SOURCE INFORMATION:
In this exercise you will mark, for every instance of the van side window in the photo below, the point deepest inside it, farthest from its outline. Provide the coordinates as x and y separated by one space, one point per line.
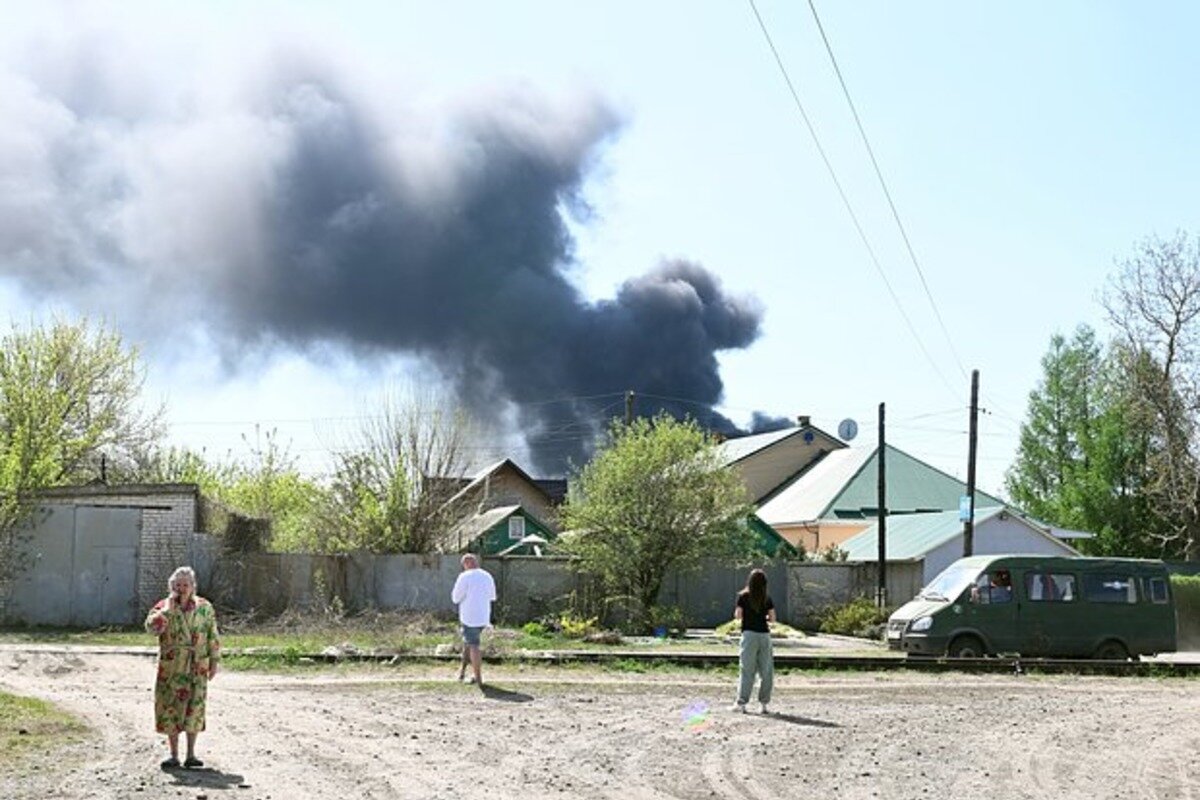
1050 587
995 587
1156 589
1110 589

WORK INSTRUCTIONS:
An exact copy of every entry, minus the pictures, is what you should return.

EXERCISE OUTPUT:
In this exercise you will mark, for every instance of the van side window in the photo below, the point deepest inside it, farthest from its outline. Provide the coordinates as x and y separated by one space, one point per line.
1050 587
995 587
1156 589
1110 589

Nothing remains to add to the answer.